▶ [Records for this task]
--------------------------------------------------
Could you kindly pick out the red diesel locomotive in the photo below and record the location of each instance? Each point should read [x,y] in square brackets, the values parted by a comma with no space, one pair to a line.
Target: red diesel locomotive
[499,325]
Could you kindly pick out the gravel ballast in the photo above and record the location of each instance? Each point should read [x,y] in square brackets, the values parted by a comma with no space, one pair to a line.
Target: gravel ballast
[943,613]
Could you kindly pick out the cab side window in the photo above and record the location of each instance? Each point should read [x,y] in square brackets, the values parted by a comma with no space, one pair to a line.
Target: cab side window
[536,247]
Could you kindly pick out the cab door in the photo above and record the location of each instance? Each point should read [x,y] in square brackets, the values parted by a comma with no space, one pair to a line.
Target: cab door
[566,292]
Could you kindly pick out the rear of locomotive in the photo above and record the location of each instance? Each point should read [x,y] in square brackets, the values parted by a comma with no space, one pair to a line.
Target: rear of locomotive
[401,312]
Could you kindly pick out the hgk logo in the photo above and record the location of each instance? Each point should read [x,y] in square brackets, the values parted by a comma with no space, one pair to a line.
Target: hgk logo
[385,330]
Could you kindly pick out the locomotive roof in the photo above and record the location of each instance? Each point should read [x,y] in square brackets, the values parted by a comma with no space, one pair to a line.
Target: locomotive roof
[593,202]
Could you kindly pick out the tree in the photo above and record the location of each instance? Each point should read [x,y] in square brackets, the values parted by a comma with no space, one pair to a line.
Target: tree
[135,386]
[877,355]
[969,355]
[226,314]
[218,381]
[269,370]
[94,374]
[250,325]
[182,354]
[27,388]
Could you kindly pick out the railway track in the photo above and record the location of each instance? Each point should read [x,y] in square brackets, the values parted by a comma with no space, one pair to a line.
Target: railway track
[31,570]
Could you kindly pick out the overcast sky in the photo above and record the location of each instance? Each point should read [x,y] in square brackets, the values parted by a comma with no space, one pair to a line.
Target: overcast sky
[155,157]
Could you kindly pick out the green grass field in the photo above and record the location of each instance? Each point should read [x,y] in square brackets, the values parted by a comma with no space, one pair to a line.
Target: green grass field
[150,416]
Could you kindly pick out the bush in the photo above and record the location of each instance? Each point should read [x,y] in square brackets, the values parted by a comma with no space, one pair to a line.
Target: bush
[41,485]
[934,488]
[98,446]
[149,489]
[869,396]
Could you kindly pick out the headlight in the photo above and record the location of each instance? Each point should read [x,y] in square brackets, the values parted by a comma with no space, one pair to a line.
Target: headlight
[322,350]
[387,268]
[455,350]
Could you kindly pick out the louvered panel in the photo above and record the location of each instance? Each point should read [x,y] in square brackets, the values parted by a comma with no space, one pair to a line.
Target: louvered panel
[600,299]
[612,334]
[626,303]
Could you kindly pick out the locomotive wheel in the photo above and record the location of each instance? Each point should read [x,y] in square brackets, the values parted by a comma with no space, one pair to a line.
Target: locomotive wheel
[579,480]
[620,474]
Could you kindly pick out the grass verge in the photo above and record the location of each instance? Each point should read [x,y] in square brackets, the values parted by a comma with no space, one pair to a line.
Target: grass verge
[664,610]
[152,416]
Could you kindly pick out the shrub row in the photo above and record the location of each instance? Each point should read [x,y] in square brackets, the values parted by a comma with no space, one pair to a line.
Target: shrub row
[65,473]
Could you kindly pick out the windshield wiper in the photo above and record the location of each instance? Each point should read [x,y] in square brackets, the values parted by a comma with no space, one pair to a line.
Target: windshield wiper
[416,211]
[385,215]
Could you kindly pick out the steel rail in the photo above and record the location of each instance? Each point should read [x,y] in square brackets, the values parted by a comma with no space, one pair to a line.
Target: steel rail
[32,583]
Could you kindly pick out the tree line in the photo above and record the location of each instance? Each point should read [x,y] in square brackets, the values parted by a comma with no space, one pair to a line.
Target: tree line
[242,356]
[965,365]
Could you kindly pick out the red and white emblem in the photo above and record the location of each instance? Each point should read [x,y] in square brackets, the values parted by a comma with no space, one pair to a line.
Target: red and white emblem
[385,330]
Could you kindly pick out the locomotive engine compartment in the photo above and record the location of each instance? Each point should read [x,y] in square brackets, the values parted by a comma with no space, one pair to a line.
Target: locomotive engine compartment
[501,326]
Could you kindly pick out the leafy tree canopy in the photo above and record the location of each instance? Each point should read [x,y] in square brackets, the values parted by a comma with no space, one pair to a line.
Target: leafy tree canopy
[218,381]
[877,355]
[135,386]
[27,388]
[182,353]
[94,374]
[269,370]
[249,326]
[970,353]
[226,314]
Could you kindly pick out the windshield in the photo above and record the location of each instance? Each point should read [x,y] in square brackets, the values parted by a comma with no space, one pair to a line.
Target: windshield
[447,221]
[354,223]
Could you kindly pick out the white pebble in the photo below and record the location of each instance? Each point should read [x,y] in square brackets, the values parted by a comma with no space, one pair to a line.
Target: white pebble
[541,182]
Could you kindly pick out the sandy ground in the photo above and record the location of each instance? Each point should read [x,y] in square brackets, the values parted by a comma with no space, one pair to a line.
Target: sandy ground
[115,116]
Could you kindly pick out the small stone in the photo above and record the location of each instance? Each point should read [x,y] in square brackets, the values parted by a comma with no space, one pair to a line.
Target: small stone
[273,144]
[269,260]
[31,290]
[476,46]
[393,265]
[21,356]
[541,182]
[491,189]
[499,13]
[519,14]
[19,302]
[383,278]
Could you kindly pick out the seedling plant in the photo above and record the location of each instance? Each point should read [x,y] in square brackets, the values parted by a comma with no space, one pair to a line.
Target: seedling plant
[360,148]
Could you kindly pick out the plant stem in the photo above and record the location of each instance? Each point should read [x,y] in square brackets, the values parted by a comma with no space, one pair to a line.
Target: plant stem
--------------------------------------------------
▶ [Task goal] The full set of records should be duplicated exactly.

▶ [Solution to this problem]
Could you kindly pick out the red diesel locomotive in the photo below and record the location of each instance? Each point should read [x,y] in square brackets, the values parted by a comma with no space, one pair to a line.
Target: red diesel locomotive
[499,325]
Could you kindly pick out the gravel ballast in the photo above and record the location of each instance? Each point should read [x,y] in square brackets, the values parted by a comma with no space, one pair to a line.
Target: gravel ballast
[943,613]
Could you kindly pick out the cab side window in the photo above and record the location of each instance? Each point should read [x,y] in square brackets, the values parted by a comma with no space, one pair to a line.
Target: cab side window
[536,247]
Could you kindly pick out the cab door in the photo above and record the location of each instance? Each point should read [x,y] in square brackets, the values parted by a comma with no space, one pair to a line.
Target: cab door
[566,292]
Could you kindly pick out the rear of locomotive in the photo above and record the location of each instance? Each point should read [x,y] in square brackets, the values parted by a comma with no space, one pair to a line.
Target: rear of locomotive
[401,312]
Could you kindly pick out the hgk logo in the photo above and record the location of each instance? Each point should read [x,y] in square brackets, the values parted by a comma with no space, one pair to a line.
Target: hgk logo
[385,330]
Could you kindly pick out the locomotive roof in the photo above and record the location of each instance? Each point should read [x,y] in square brackets, the values parted by a comma with no space, one pair to a line.
Target: locomotive roof
[593,202]
Could you kindly pick out the tree in the photo above and record the location of each instance? Each point should read [x,y] in square brackets, the values parted by a comma with no space, one pair to a line.
Target: tree
[135,386]
[877,355]
[969,355]
[226,314]
[218,381]
[269,370]
[94,374]
[250,325]
[182,354]
[27,388]
Could you kindly pick out the railway track in the photo above and record the location of each instance? Each point should read [x,y] in square brackets, the values parted by a comma with no space, one pair to a line.
Target: railway track
[31,570]
Could you kindly pick out the overcast sky in the photo above and record the location of each instance? Each point should read [x,y] in square brackets, the values parted by a comma with no space, one pair to a line.
Target: overcast sky
[155,157]
Could you kindly pick out the green grass field in the photo above and record the location of each instance? Each point should read [x,y] in square brackets, the values parted by a comma with no space, one pair to a line.
Target: green grass field
[150,416]
Could you kindly pick out the bush in the photo above and record the location of each instance? Each point should read [x,y] in square brackets, the values parted by a comma with no space, one pair to a line.
Target: bush
[41,485]
[934,488]
[98,446]
[149,489]
[869,396]
Could you kindly pick out the headlight in the photo above and record the location of each instance? Each point should read [x,y] in square brackets, the values parted by a comma with no space, one pair to a line.
Target: headlight
[322,350]
[387,268]
[455,350]
Could you kindly pick out the louvered panel in the photo above and record the location of each instance? Each point should read [x,y] in square brackets, the values parted by a comma with no space, one pair to a line.
Target: louvered panel
[600,299]
[612,334]
[626,303]
Could you kindly pick out the locomotive wheel in the photo above and record the location of each instance? Each point should read [x,y] in square brackets, the values parted by a comma with no space, one pair to a line.
Target: locomotive wheel
[579,480]
[620,474]
Could you kindly pick out the grass verge in the photo above and record the location of each instance? Each point should read [x,y] in square brackets, the values parted by a comma with no space, one pair to a line.
Target: grass verge
[664,610]
[152,416]
Could you kindly pick out the shrub row in the photo above and record the location of each instance? Each point should read [x,y] in square brackets, the values parted by a comma with no space, one pair to a line.
Target: shrub row
[65,473]
Could you kindly pick out the windshield wiper in the photo above and record the location of each instance? Each point should read [x,y] in square brackets, the values parted by a comma with no space, one pair to a line.
Target: windshield wiper
[416,211]
[385,215]
Could you kindly pick out the steel rail in the photo above and record the location of each instance? Each point should read [x,y] in square brackets, the values parted by a comma with no space, one pair to a line.
Target: steel rail
[32,583]
Could you kindly pick out the tree line in the photo above and record the location of each instance? Each point should read [x,y] in square brackets, the values parted by a comma with no space, one pair to a line.
Target: tree line
[242,356]
[965,365]
Could you kindly pick out the red and white emblem in the photo above and record the location of each instance? Each point should read [x,y] in square brackets, the values parted by a comma with no space, one pair to a line.
Target: red and white emblem
[385,330]
Could you kindly pick out the locomotive engine compartment in the photo above and record the location of each instance? Each point should read [x,y] in square brackets, the values parted by a comma with no space, one pair to a line.
Target: locomotive engine compartment
[501,326]
Could you kindly pick out the leafy tree canopy in the photo above and record the location of each instance? Each point should read [x,y] in square brackets, the values parted by a comma with no space, one pair to a line.
Target: leafy tree canopy
[218,381]
[877,355]
[135,386]
[27,388]
[182,353]
[94,374]
[269,370]
[249,326]
[970,353]
[226,314]
Could you kindly pick out the windshield in the photo above and record the location of each instance? Each point should read [x,y] in square brackets, the values parted by a comma with no space, one pair to a line.
Target: windshield
[447,221]
[354,223]
Could you kindly pick out the white pebble in the photo below and record the location of each instance? Each point should read [x,y] in square brackets, the values parted by a comma with no space, one pair to a line.
Target: white pebble
[541,182]
Could you kindly pick out the sandy ground in the photo above and record the location of each instance? Each point should read [x,y] in square brackets, the values parted by a comma with no space, one pair to a line.
Target: sandy ground
[115,116]
Could you kindly pick out the small stone in the photo above and record the location of each instance? Each point should read [x,y] in square brackets, the values parted by a comma with no space, one pair to a line.
Target: small stone
[273,144]
[269,260]
[31,290]
[476,46]
[393,265]
[21,356]
[541,182]
[491,189]
[499,13]
[519,14]
[19,302]
[383,278]
Could you kindly pick out the seedling plant in the photo above and record the location of each instance? Each point should read [x,y] in square brackets, the values parted by a comma with no space, one pair to a line.
Target: seedling plant
[360,148]
Could you kindly pick out the plant stem in the photo above and record the location of each instance? Each point should read [x,y] in square brackets, the values parted by a comma with no space, one pair to a line.
Target: plant stem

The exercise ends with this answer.